The most vigorous climbing roses are planted along the poplar tree row. One day the poplars may be felled at hedge height, however by then the roses will have billowed up into a hedgerow, providing an alternative shelter for the orchard.

The roses are photographed in the Halfway House garden.

Alberic Barbier rose

Alberic Barbier. 1900. Wichuraiana Rambler. 19ft.
Creamy yellow. Fragrant and vigorous with glossy foliage. Growing at Ngaio Anglican Church, the Pauatahanui Anglican Church and wild along the roadsides at Pukerua Bay. Our cutting came from the Ngaio Anglican Church garden.

The rose was named by Albert Barbier, famous French gardener and rosarian, after his father.

Gifted cutting: Carolyn Lutter.
Planted: 2017.  Along the poplar row.

American Pillar rose

American Pillar. 1902. Climber.

Source data>
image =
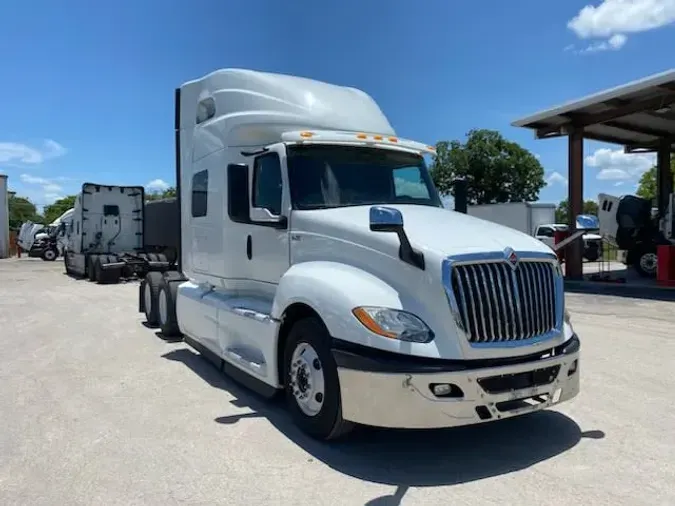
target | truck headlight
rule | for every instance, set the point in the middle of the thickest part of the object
(393, 323)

Task instructions>
1. Based on the passage about the climbing roses, do the following statements agree with it? Answer yes or no for each and quote the words that decide it.
(a) Albert Barbier named the Alberic Barbier rose after his father.
(b) The cutting of Alberic Barbier came from the Pauatahanui Anglican Church.
(c) The Alberic Barbier rose was planted in 2017.
2. In the passage about the climbing roses, who gifted the Alberic Barbier cutting?
3. Carry the passage about the climbing roses forward from its last line.

Answers given>
1.
(a) Yes: "The rose was named by Albert Barbier, famous French gardener and rosarian, after his father."
(b) No: "Our cutting came from the Ngaio Anglican Church garden."
(c) Yes: "Planted: 2017."

2. Carolyn Lutter.

3.
A Glenside rose. This rose is grown from a cutting taken from the original American Pillar rose growing at the Halfway House at the edge of the western verandah. The original rose died after Wellington City Council sprayed the pest plant passion vine growing next to it.

The rose was bred by an American horticulturalist, Dr Walter Van Fleet.

Gifted cutting: Claire Bibby.
Planted: 2017.  Along the poplar row.

 The Banksia rose.
The Banksia rose is named for Lady Dorothea Banks, wife of Sir Joseph Banks who travelled to New Zealand with Captain Cook as the botanical artist. It was planted in Empress Josephine’s garden in the Chateau of Malmaison 1804-1814. The white double form is most popular in Europe. The double yellow is popular in New Zealand.  The Charm of Old Roses (Steen, 1994:5, 145).

Banksia Alba. 1803. Climber 32ft.
Clusters of fragrant, small double white flowers with prominent gold stamens. Light green elongated leaves. Thornless. Can be grown as a stand alone rambler or over structures.

Violet scented. Earliest flowering. My World of Old Roses (Griffiths, 1983:24).

Suppliers: Trinity Farm, Otaki; Twigland Gardener’s World, Glenside.
Gifter: Celia Wade-Brown Mayoral Fund.
Planted: 2017.  Under old plum tree beside the macrocarpa stumpery.

Banksia Lutea. 1824. Climber 39-49ft.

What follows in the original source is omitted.